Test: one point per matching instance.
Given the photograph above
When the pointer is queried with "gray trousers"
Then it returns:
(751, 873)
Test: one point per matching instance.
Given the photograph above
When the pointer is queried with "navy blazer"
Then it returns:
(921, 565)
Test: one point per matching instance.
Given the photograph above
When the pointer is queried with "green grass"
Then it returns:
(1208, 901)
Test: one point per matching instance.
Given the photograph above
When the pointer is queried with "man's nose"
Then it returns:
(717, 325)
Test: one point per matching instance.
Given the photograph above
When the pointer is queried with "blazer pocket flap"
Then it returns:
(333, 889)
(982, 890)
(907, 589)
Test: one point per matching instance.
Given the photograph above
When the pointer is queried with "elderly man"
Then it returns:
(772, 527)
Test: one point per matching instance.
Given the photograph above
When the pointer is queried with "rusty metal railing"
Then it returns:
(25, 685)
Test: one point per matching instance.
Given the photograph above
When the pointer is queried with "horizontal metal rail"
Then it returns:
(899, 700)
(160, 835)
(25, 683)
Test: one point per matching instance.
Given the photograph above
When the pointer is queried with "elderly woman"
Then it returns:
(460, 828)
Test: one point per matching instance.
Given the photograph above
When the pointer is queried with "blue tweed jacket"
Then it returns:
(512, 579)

§

■ **Work required**
Copy all of the material above, replacing each "elderly" with "older" and leaving everything else untouched.

■ **Reply to the exercise**
Test: one point per matching instance.
Given the photograph above
When the pointer is queried with "gray trousers"
Then it returns:
(751, 873)
Test: one point per matching instance.
Given the photograph above
When the pointer is queried with "navy blazer"
Then it returns:
(921, 565)
Test: one point per matching instance.
Given the photograph above
When the pointer is queried with "green grass"
Then it returns:
(1208, 901)
Test: one point per matching instance.
Given the photograph above
When the pointer is queried with "man's nose"
Then it returns:
(717, 325)
Test: one point per matching instance.
Given the photograph above
When the pointer is queried with "blazer pocket flap"
Then it returns:
(333, 889)
(982, 890)
(907, 589)
Test: one point per matching instance.
Given the photograph above
When the pointer is queried with "older man"
Then it returns:
(772, 527)
Test: one point per matching instance.
Given the photograph above
When the pointer is queried with "rusty metal railing"
Then it returns:
(25, 685)
Test: one point per matching instance.
Given the photograph above
When the pointer is queried with "horizontal metal rail"
Then it returns:
(899, 700)
(160, 835)
(25, 683)
Test: one point per matching instance.
Given the photograph above
When the pointer is queried with "older woman"
Then it returns:
(460, 828)
Test: one point per matching instance.
Given the photograph above
When the pointer is queried with "blue tweed jacket"
Then it returns:
(512, 579)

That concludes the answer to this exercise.